### [DATA FOR THIS EXERCISE]
▽

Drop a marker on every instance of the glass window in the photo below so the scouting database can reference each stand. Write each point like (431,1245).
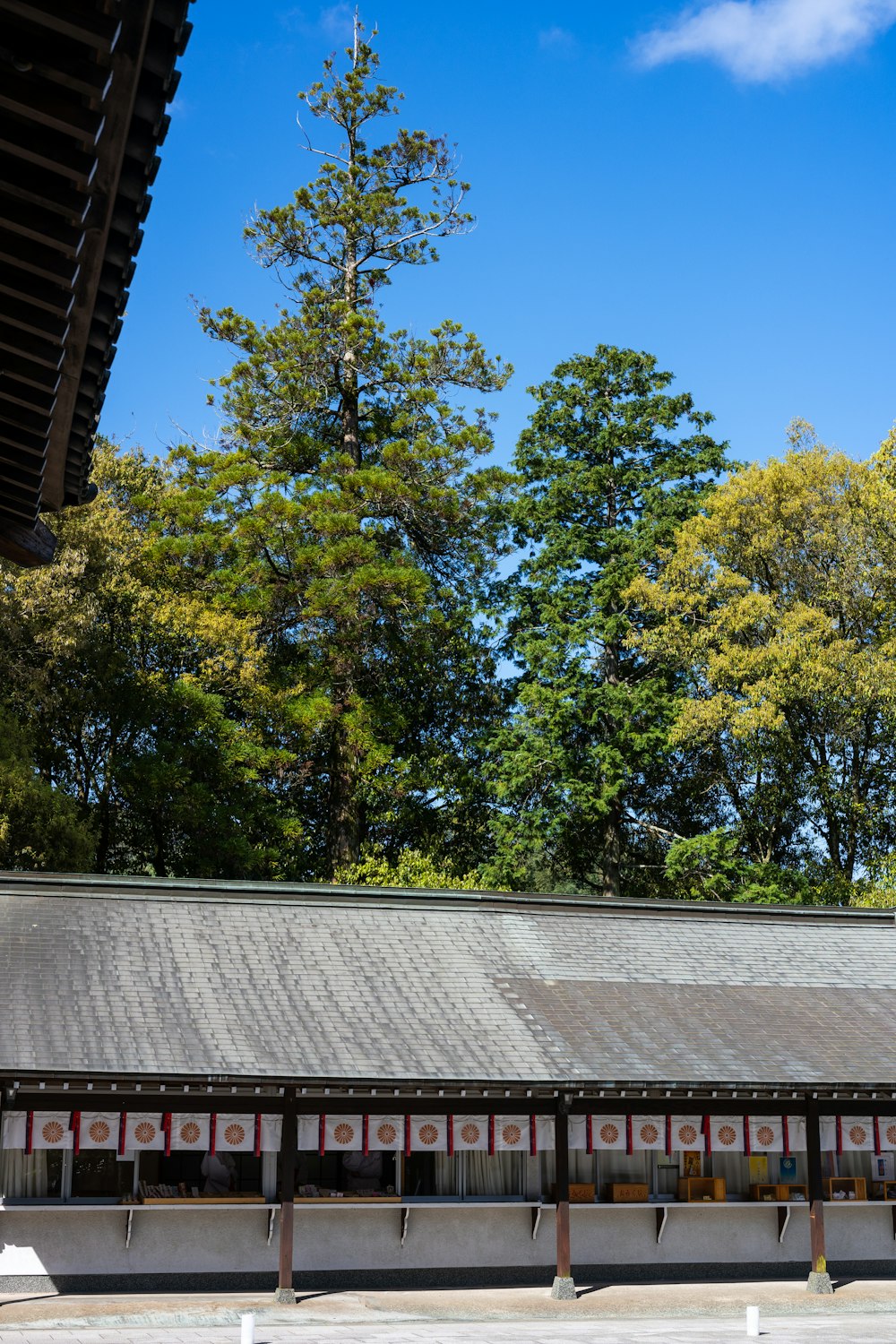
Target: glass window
(99,1175)
(35,1175)
(346,1174)
(492,1176)
(207,1174)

△

### [WORK REQUIRED]
Copy the records again, replacing "glass window" with "windowpane" throughout and keeping everything else unchanged. Leave the pictures out.

### [ANSWER TO THE TASK]
Drop a marker on every instance of the windowpane in the photo below so the scouting database can reference each stand. Write each point like (431,1245).
Target: windowpane
(99,1175)
(35,1175)
(346,1174)
(492,1176)
(207,1174)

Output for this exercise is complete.